WRITTEN INSTRUCTION =
Pull out every line of the records below that contains the word "lettuce". Case counts, so a line matches only if the word appears with that exact capitalization.

RECORDS SUPPLIED =

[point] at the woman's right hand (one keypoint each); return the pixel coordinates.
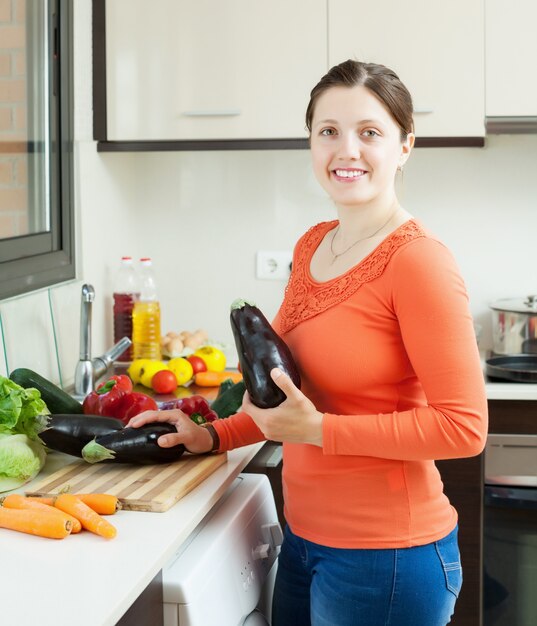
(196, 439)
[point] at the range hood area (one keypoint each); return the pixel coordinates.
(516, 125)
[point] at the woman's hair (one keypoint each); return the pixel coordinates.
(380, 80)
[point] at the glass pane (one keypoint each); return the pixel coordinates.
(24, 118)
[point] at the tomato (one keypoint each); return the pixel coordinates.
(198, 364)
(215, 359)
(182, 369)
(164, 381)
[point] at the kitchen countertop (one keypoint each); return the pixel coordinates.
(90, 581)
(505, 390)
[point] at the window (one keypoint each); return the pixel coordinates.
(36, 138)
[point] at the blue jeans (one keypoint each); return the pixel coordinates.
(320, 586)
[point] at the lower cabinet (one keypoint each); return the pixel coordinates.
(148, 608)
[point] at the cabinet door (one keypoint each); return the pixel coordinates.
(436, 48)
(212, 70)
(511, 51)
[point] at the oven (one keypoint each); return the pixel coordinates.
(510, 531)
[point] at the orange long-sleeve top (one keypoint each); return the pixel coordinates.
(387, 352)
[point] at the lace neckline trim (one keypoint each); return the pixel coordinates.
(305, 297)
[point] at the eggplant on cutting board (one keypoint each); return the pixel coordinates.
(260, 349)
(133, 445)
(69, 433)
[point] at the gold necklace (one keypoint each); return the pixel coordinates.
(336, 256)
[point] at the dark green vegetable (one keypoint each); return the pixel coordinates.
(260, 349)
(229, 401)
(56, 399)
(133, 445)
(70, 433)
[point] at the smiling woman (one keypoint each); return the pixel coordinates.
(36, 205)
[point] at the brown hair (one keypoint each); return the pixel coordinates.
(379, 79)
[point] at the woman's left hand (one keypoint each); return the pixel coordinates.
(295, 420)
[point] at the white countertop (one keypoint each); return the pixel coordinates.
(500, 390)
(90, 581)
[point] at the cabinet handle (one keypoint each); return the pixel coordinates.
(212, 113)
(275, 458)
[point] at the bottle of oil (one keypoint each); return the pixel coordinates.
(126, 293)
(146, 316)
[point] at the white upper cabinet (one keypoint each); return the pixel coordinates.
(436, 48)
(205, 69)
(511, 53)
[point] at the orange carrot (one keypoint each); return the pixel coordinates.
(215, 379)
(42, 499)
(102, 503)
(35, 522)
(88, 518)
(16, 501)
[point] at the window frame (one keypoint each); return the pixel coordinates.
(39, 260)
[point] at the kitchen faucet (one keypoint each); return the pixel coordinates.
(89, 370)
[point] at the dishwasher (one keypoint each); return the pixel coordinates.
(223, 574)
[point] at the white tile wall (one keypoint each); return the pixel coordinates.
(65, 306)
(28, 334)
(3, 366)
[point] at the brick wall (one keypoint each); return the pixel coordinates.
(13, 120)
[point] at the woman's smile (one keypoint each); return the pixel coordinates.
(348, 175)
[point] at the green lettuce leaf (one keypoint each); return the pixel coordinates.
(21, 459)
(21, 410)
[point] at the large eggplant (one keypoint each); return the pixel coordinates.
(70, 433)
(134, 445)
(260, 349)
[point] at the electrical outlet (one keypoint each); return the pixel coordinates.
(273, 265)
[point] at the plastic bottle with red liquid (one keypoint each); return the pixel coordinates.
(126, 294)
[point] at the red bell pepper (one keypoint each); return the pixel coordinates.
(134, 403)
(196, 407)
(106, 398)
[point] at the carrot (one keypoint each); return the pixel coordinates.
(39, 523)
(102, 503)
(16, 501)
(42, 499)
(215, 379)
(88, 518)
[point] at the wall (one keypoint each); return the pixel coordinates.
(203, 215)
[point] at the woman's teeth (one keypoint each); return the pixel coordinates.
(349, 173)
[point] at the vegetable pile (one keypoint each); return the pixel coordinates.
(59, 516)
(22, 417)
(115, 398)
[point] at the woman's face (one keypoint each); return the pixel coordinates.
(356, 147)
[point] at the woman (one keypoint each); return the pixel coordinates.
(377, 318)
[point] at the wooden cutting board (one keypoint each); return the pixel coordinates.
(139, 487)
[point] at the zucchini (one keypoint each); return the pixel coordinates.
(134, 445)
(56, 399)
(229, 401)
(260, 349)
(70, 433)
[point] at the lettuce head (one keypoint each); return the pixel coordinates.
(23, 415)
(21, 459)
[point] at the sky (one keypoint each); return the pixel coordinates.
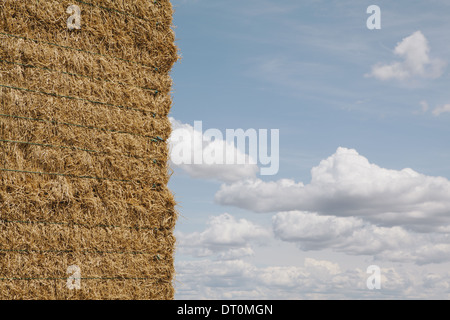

---

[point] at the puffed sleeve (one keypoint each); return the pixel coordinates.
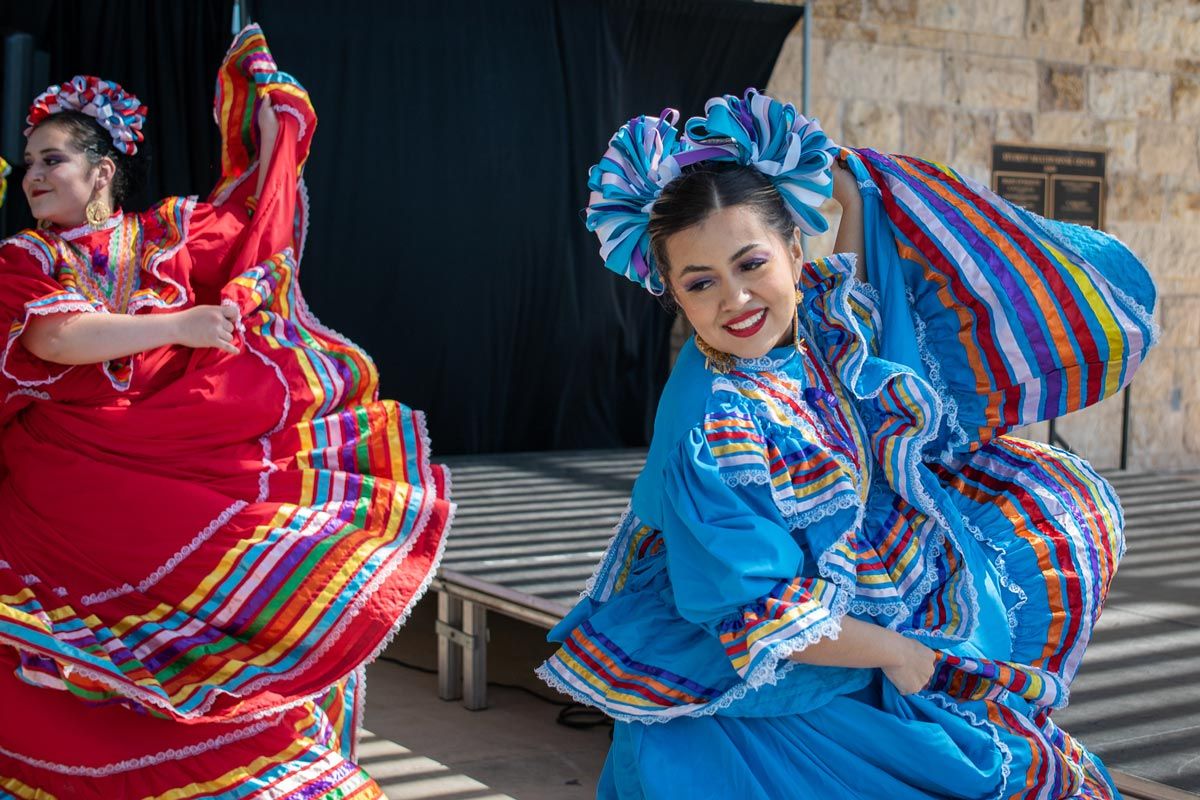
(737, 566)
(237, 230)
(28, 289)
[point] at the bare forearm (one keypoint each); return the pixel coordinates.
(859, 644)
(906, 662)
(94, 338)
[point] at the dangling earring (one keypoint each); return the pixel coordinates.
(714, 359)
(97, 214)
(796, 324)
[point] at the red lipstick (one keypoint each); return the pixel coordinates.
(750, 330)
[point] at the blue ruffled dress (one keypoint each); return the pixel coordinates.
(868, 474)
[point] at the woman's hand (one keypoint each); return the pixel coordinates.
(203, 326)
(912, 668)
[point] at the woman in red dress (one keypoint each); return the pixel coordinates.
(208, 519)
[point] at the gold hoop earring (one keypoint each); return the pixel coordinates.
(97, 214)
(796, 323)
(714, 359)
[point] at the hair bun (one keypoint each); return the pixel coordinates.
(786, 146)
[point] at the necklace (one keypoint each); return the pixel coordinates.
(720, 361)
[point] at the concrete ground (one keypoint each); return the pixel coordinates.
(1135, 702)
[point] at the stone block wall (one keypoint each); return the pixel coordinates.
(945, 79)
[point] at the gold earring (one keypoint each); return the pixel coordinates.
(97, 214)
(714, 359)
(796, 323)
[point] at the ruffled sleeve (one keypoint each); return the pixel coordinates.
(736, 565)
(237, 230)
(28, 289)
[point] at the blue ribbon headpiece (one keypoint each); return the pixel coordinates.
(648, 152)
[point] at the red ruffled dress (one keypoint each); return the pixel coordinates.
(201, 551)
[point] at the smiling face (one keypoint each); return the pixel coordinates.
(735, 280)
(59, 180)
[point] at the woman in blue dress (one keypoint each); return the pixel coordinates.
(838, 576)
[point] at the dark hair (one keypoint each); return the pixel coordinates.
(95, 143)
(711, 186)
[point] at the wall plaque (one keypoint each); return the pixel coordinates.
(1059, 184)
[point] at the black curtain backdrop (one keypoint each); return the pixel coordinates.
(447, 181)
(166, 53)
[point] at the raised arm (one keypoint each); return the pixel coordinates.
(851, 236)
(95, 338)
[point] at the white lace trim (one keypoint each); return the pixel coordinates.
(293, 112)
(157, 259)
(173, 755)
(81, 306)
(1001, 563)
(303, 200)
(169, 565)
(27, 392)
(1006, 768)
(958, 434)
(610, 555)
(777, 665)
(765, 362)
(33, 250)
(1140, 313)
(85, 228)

--

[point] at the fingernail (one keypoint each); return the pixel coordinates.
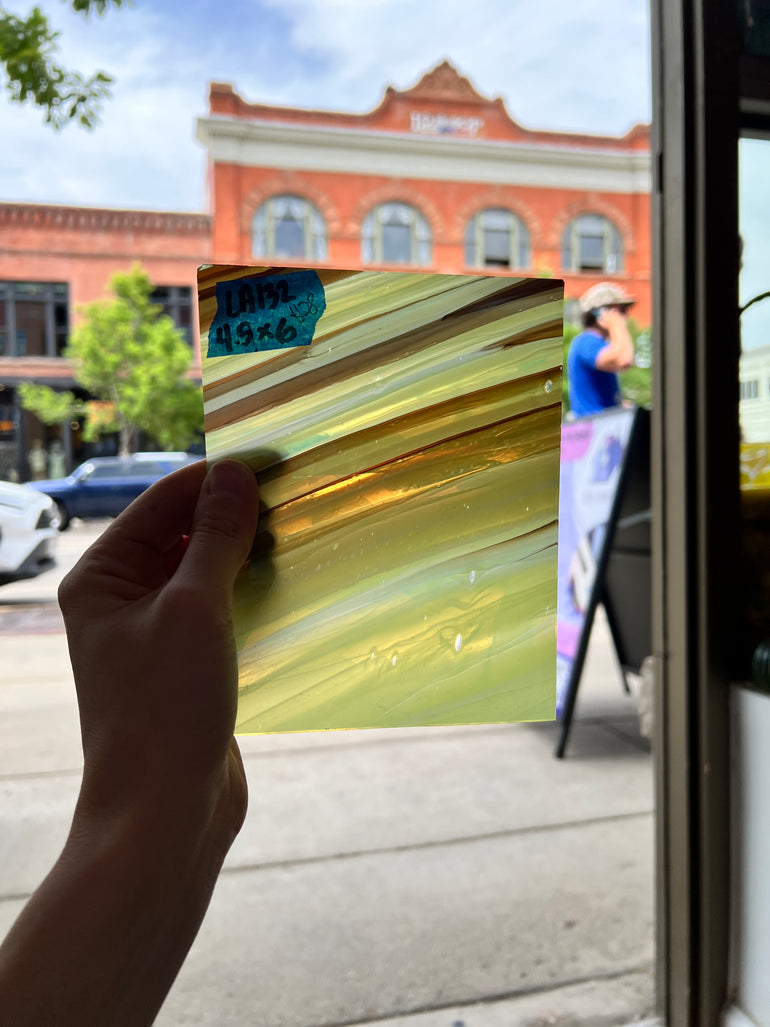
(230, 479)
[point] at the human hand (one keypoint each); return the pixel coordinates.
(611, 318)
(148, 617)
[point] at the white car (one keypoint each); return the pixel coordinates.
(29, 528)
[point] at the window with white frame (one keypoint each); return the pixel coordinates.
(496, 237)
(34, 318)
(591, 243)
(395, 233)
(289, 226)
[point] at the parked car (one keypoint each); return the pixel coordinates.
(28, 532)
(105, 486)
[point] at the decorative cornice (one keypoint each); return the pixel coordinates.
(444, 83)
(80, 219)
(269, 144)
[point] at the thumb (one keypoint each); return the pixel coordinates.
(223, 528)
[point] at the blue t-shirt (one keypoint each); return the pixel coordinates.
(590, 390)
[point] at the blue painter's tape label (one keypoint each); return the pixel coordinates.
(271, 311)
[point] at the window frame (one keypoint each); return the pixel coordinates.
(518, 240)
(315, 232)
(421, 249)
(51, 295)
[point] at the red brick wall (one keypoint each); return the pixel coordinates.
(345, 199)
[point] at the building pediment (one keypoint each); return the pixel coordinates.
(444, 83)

THE RESPONSE =
[point] at the green lettuce leaf (one keypoint each); return the pixel coordinates.
[point] at the lettuce head (one keypoint each); return the pixel coordinates.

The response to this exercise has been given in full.